_TAREFA PROPOSTA A:_ Reescreva o trecho das linhas que começa na linha que contém "Target: white rose boutonniere" e segue até a última linha, com ambas incluídas. Troque "every instance" por "each instance" e deixe todo o resto igual.

_TEXTO DO DOCUMENTO:_
* * *
Mark Trace, ex-chefe do combate às drogas no Reino Unido, diz que, como no Brasil a violência é o principal problema associado ao tráfico, vale até negociar com traficante para evitá-la. Mas o fundamental é ter uma boa lei e cumpri-la. Para o especialista, "a política antidrogas [dos EUA] para a América Latina e os programas de ajuda vinculados a ela foram um desastre". "O Brasil não achou um caminho a seguir, uma estratégia", diz Trace, que hoje dirige o Consórcio Internacional de Políticas para Drogas, com sede em Londres, e participou do seminário no Rio.

 

FOLHA - Para o sr., não existe uma solução universal para a questão das drogas. Qual seria a mais indicada para o Brasil?
* * *
_MATERIAL FORNECIDO:_
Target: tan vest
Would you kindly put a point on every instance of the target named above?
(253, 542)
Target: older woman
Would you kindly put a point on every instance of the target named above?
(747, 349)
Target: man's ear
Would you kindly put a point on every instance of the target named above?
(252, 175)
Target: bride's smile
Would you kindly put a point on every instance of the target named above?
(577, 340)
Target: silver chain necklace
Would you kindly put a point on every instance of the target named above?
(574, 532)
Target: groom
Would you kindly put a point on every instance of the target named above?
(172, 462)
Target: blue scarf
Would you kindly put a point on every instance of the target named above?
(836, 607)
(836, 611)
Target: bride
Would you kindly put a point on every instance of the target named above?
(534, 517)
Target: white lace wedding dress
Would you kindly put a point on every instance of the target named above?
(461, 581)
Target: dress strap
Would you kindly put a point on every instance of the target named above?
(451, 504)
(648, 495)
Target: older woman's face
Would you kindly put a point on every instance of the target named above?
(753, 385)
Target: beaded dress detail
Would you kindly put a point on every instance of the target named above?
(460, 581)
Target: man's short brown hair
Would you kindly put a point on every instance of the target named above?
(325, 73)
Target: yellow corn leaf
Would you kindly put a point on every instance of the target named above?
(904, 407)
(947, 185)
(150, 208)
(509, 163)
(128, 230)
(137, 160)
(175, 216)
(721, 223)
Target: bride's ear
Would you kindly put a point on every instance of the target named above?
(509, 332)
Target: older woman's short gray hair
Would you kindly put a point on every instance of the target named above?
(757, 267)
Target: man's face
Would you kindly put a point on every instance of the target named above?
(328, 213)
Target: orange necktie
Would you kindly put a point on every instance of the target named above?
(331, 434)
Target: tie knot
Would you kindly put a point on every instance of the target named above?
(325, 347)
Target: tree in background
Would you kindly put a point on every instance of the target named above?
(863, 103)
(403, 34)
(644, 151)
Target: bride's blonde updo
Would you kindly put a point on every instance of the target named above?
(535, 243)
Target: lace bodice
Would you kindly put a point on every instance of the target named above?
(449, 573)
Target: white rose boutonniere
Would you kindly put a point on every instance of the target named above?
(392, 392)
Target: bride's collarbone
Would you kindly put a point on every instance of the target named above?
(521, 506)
* * *
_TAREFA PROPOSTA B:_ Por favor, repita na íntegra o texto sobre a política antidrogas, sem alterar nada.

_RESULTADO DA TAREFA A:_
Target: white rose boutonniere
Would you kindly put a point on each instance of the target named above?
(392, 392)
Target: bride's collarbone
Would you kindly put a point on each instance of the target named above?
(521, 506)

_RESULTADO DA TAREFA B:_
Mark Trace, ex-chefe do combate às drogas no Reino Unido, diz que, como no Brasil a violência é o principal problema associado ao tráfico, vale até negociar com traficante para evitá-la. Mas o fundamental é ter uma boa lei e cumpri-la. Para o especialista, "a política antidrogas [dos EUA] para a América Latina e os programas de ajuda vinculados a ela foram um desastre". "O Brasil não achou um caminho a seguir, uma estratégia", diz Trace, que hoje dirige o Consórcio Internacional de Políticas para Drogas, com sede em Londres, e participou do seminário no Rio.

 

FOLHA - Para o sr., não existe uma solução universal para a questão das drogas. Qual seria a mais indicada para o Brasil?